| Extract |
__________
A yellow diamond in a clam shell off Madagascar
For the son of one of her wealthiest clients, Julia Carter, founder of Craft Travel, pulled out all the stops to coordinate an over-the-top proposal to his longtime girlfriend on their trip to Africa. They started with an ultra-luxe safari in Botswana, then flew private to Madagascar (just under $100,000 round trip) where they caught a helicopter ($3,200 round trip) to Miavana, a private island home to about 100 species of lemurs where villas run $7,000 per night for two guests.
Carter arranged a diving excursion for the scuba-enthusiast couple, after which they returned to their private boat. There, the client asked his girlfriend to open a clam he’d “found” during their swim. Inside was a Graff yellow diamond ring. The girlfriend said yes, and the couple toasted the occasion with vintage Ruinart Champagne bottled the year the bride-to-be was born. They’re now considering renting out the entire Miavana property for their wedding, which would cost about $100,000 a night.
A custom play performed on a private jet
When you can afford to buy anything on the planet, next comes “the desire for something that is not available on the mass market,” said Matteo Atti, chief marketing officer for the private jet company VistaJet and a luxury business development professor at the International University of Monaco. “It’s showcasing love by showcasing how much effort you put into making things happen,” he continued, “not just about buying something off the shelf.”
One such demonstration of this ethos was the client who requested a custom play to be written for his wife — and performed onboard their private jet. “His wife loves theater, and he said, ‘I’ll commission a piece,’” Atti said. “We found a group that can perform in small spaces, … and they designed and created a piece just for her that only the two of them ever saw.”
__________
| Data section |
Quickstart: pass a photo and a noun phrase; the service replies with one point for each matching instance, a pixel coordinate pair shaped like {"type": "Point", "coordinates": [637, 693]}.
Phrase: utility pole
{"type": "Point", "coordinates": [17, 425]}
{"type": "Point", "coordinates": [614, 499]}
__________
| Task requirements |
Extract the passage from the text on lavish romantic gestures above, starting at "A yellow diamond" and ending at "for two guests.".

| Completed task |
A yellow diamond in a clam shell off Madagascar
For the son of one of her wealthiest clients, Julia Carter, founder of Craft Travel, pulled out all the stops to coordinate an over-the-top proposal to his longtime girlfriend on their trip to Africa. They started with an ultra-luxe safari in Botswana, then flew private to Madagascar (just under $100,000 round trip) where they caught a helicopter ($3,200 round trip) to Miavana, a private island home to about 100 species of lemurs where villas run $7,000 per night for two guests.